*Apply what you read*:
1 – In the passage about nineteenth-century visionaries, copy word for word the part that opens with the words containing "Lenin was once" and closes with "over entire countries.".
2 – Translate this sentence from the passage about nineteenth-century visionaries into Spanish: "Lenin was once asked to define communism in a single sentence."

Thirty years before the Pope discovered that he is incapable of making
mistakes, a failed Chinese scholar called Hong Xiuquan had a succession of
religious visions. In these visions, God revealed that Hong was none other than
the younger brother of Jesus Christ. God then invested Hong with a divine
mission. He told Hong to expel the Manchu ‘demons’ that had ruled China since
the seventeenth century, and establish on earth the Great Peaceful Kingdom of
Heaven (Taiping Tiānguó). Hong’s message fired the imagination of millions of
desperate Chinese, who were shaken by China’s defeats in the Opium Wars
and by the coming of modern industry and European imperialism. But Hong did
not lead them to a kingdom of peace. Rather, he led them against the Manchu
Qing dynasty in the Taiping Rebellion – the deadliest war of the nineteenth
century. From 1850 to 1864, at least 20 million people lost their lives; far more
than in the Napoleonic Wars or in the American Civil War.
Hundreds of millions clung to the religious dogmas of Hong, Dayananda, Pius
and the Mahdi even as industrial factories, railroads and steamships filled the
world. Yet most of us don’t think about the nineteenth century as the age of faith.
When we think of nineteenth-century visionaries, we are far more likely to recall
Marx, Engels and Lenin than the Mahdi, Pius IX or Hong Xiuquan. And rightly
so. Though in 1850 socialism was only a fringe movement, it soon gathered
momentum, and changed the world in far more profound ways than the self-
proclaimed messiahs of China and Sudan. If you count on national health
services, pension funds and free schools, you need to thank Marx and Lenin
(and Otto von Bismarck) far more than Hong Xiuquan or the Mahdi.
Why did Marx and Lenin succeed where Hong and the Mahdi failed? Not
because socialist humanism was philosophically more sophisticated than
Islamic and Christian theology, but rather because Marx and Lenin devoted
more attention to understanding the technological and economic realities of their
time than to perusing ancient texts and prophetic dreams. Steam engines,
railroads, telegraphs and electricity created unheard-of problems as well as
unprecedented opportunities. The experiences, needs and hopes of the new
class of urban proletariats were simply too different from those of biblical
peasants. To answer these needs and hopes, Marx and Lenin studied how a
steam engine functions, how a coal mine operates, how railroads shape the
economy and how electricity influences politics.
Lenin was once asked to define communism in a single sentence.
‘Communism is power to worker councils,’ he said, ‘plus electrification of the
whole country.’ There can be no communism without electricity, without
railroads, without radio. You couldn’t establish a communist regime in sixteenth-
century Russia, because communism necessitates the concentration of
information and resources in one hub. ‘From each according to his ability, to
each according to his needs’ only works when produce can easily be collected
and distributed across vast distances, and when activities can be monitored and
coordinated over entire countries.

Dataset items
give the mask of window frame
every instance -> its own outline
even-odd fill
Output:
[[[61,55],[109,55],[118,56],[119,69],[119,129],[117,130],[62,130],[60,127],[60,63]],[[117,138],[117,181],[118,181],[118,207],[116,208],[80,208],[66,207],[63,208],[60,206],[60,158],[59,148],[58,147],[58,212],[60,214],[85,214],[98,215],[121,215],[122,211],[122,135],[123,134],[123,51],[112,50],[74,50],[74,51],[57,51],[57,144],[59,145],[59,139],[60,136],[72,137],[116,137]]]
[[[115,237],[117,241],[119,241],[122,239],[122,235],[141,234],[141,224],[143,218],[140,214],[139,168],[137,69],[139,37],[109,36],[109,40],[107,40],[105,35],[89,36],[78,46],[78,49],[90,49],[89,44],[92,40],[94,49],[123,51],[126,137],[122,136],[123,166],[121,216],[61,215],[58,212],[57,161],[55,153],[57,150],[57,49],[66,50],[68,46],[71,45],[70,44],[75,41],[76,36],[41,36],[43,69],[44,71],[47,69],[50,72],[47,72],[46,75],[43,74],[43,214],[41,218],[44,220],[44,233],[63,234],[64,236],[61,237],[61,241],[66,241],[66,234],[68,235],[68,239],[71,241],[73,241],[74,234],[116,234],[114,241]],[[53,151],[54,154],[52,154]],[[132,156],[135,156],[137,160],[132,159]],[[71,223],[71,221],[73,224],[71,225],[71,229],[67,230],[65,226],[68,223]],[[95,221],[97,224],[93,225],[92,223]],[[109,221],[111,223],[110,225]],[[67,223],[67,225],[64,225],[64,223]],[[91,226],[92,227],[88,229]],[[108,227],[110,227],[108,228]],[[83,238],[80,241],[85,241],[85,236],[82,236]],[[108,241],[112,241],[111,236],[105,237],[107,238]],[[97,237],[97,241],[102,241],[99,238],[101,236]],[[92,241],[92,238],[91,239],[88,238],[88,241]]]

*Expected responses*:
1 –
Lenin was once asked to define communism in a single sentence.
‘Communism is power to worker councils,’ he said, ‘plus electrification of the
whole country.’ There can be no communism without electricity, without
railroads, without radio. You couldn’t establish a communist regime in sixteenth-
century Russia, because communism necessitates the concentration of
information and resources in one hub. ‘From each according to his ability, to
each according to his needs’ only works when produce can easily be collected
and distributed across vast distances, and when activities can be monitored and
coordinated over entire countries.

2 – Una vez le pidieron a Lenin que definiera el comunismo en una sola frase.